## Start PROVIDED INFORMATION
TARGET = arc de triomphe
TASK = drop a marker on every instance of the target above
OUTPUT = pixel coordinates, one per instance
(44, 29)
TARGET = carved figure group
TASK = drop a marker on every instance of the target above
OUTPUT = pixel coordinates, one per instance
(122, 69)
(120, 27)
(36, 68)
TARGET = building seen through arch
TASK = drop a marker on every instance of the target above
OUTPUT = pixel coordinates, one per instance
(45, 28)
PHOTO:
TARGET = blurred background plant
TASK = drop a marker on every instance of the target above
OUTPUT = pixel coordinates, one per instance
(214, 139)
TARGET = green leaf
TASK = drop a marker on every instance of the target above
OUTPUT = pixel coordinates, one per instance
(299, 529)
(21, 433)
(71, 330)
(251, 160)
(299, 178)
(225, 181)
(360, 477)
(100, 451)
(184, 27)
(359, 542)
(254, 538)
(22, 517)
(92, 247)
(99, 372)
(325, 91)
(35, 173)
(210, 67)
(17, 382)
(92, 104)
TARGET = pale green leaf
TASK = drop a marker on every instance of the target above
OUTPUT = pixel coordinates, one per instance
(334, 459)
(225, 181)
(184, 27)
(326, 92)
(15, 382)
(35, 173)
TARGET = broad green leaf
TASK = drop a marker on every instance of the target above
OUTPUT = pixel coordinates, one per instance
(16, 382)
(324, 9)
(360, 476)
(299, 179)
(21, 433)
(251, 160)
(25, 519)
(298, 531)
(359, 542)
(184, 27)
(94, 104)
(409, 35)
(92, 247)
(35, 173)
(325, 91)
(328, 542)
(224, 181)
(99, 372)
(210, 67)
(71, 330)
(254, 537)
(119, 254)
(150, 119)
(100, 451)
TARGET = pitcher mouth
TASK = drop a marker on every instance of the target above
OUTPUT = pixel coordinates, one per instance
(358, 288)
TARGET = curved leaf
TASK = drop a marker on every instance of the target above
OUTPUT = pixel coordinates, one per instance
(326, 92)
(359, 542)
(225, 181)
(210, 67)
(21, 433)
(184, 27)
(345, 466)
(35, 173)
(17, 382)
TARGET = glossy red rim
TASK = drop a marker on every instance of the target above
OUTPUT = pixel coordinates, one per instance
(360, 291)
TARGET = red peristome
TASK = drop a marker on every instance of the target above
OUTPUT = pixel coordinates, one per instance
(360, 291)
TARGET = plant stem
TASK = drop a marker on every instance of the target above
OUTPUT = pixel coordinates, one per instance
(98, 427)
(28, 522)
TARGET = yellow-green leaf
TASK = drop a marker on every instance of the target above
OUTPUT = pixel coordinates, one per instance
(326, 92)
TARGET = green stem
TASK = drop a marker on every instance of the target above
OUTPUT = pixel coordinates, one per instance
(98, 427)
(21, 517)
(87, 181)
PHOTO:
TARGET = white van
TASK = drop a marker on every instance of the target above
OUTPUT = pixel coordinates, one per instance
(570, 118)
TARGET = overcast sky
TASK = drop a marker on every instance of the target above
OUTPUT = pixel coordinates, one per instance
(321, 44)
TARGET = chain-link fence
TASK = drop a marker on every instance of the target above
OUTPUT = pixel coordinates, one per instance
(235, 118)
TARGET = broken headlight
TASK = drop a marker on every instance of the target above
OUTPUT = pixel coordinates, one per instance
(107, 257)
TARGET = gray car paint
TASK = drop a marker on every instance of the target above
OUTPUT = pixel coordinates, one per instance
## End PROVIDED INFORMATION
WHAT IS REQUIRED:
Reproduce exactly the line containing "TARGET = glossy red rim" and every line after it through the end of the records above, and nothing else.

THE COMPLETED TASK:
TARGET = glossy red rim
TASK = drop a marker on every instance of the target above
OUTPUT = pixel coordinates, one per instance
(360, 291)
TARGET = red peristome
TASK = drop a marker on every instance of the target above
OUTPUT = pixel coordinates, one per instance
(360, 291)
TARGET = plant stem
TASK = drop a marker on every instance of the target above
OUTPUT = pixel coordinates, one per instance
(98, 427)
(28, 522)
TARGET = yellow-green leaf
TASK = drop a marker on every instance of the target above
OUTPUT = pixel coordinates, one per instance
(326, 92)
TARGET = green stem
TASK = drop a marker on every instance of the target above
OUTPUT = pixel coordinates, one per instance
(98, 427)
(21, 517)
(87, 181)
PHOTO:
TARGET = white van
TASK = drop a marker on every instance of the target above
OUTPUT = pixel coordinates, one per instance
(570, 118)
TARGET = overcast sky
TASK = drop a marker on every instance of the target above
OUTPUT = pixel coordinates, one per instance
(321, 44)
TARGET = chain-link fence
TASK = drop a marker on every instance of the target above
OUTPUT = pixel coordinates, one per instance
(235, 118)
TARGET = broken headlight
TASK = drop a marker on every instance of the target above
OUTPUT = pixel coordinates, one per instance
(107, 257)
TARGET = gray car paint
TASK = drop a marker on every instance of the target above
OUTPUT = pixel coordinates, one per instance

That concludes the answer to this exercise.